An extreme case is to use a mini-batch size of only 1, which means the training process adjusts the weights and bias one sample after another. This is also called Online. 

It supports training a network using 1 sample at a time. This is similar to how human learn from data. One at a time. Obviously this is quick and continuous, but it might adjust the network in the wrong way if a sample happens to be error; it may move towards a sub-optimal direction instead of a global optimal direction.

Calculating the gradient dCost_x/dw and dCost_x/db for every training sample is not straightforward though. The following Back Propagation algorithm is a solution.

6. Back Propagation

The purpose of Back Propagation is to help to calculate the gradient of Cost with respect to each weight w and each bias b.

Let's call the wx+b at each neuron the z value. so sigmoid(z) is the activation value / the output of the neuron.

A change of z value at a neuron can change the Cost value. dCost/dz_j is the derivative of Cost w.r.t. the z value of neuron j.

If dCost/dz_j is close to zero, then a small change of z value at neuron j will not change the Cost much at all, which implies that neuron j is already pretty near optimal.

If dCost/dz_j has a large value (either positive or negative), there is still potential to lower the Cost by changing the z value (in some way).

In this sense, define dCost/dz_j as Error.

The basic idea is to derive the Error of neurons for a layer based on the Error in the next layer.

Calculating the Error for the last layer (output layer) is simple enough by checking the difference between the actual value y and sigmoid(z value), i.e. the predicted value.

To get the Error of the previous layer, one only needs to combine the Error of the current layer, the weights of links to the current layer and the derivative of the activation function (e.g sigmoid) at the z value of the previous layer.

After running through a feedforward network layer by layer calculating wX +b, one has got the z values and activation values for every layer. Note this is for ONLY one training sample.

Then back propagation calcualtes the Error from the last layer backwards to the first layer.

Using the Error, you can further derive the derivative (gradient) with respect to weights and biases for every neuron in every layer.

Again this is the derivatives for ONLY one training sample.

To get the derivatives for all training samples, Back Propagation needs an assumption that the overall derivative is the sum of all individual sampless derivatives.

This assumption depends on the Cost function which needs two assumptions:

Assumption 1. 

The cost function can be written as an average over the costs for all individual training samples.

dCost = 1/n * sum(dCost_x)

####################

Instructions:
[1] According to the back propagation passage, what is another name for training with a mini-batch size of only 1?
[2] Write out the back propagation passage between "The basic idea" and "the predicted value.", inclusive.
[3] Extend the back propagation passage, starting after its final line.
The items aren't needed for any of this.

####################

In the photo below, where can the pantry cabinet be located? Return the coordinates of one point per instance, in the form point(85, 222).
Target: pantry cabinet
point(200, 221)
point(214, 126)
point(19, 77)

####################

Responses:
[1] Online.

[2]
The basic idea is to derive the Error of neurons for a layer based on the Error in the next layer.

Calculating the Error for the last layer (output layer) is simple enough by checking the difference between the actual value y and sigmoid(z value), i.e. the predicted value.

[3]
The reason is back propagation calculates the partial drivatives dCost_x/dw for every single training example x and then get the final dCost/dw by averaging dCost_x/dw.

Assumption 2.

The cost can be written as a function of the outputfrom the neural network.

Cost = 1/2 * sum(y - output of the last layer)^2

Obviously a quadratic function Cost = 1/2n * sum(y' - y)^2 satifies both of the assumptions. Actually many other cost functions too.

1/2n * sum(y' - y)^2 = 1/2 * (y'_1 - y_1)^2 + 1/2 * (y'_2 - y_2)^2 + 1/2 * (y'_3 - y_3)^2 + ....

The details of Back Propagation:Back Propagation Algorithm 

Why back propagation is smart

The key of the gradient descent search is to calculate the partial derivative of Cost with respect to every weight and every bias.

A simple way to the calculate the Cost by adding a very small delta to a weight w, then dCost/dw approximates (Cost_new - Cost_old)/(w_new - w_old).

However to calculate the new Cost, it needs a feed forward process. For a different weight, it needs another feed forward. So if there are a million weights in the network you will need a million feed forwards to compute the gradients. It's EXTREMELY SLOW. This is what people faced in 1950s/60s.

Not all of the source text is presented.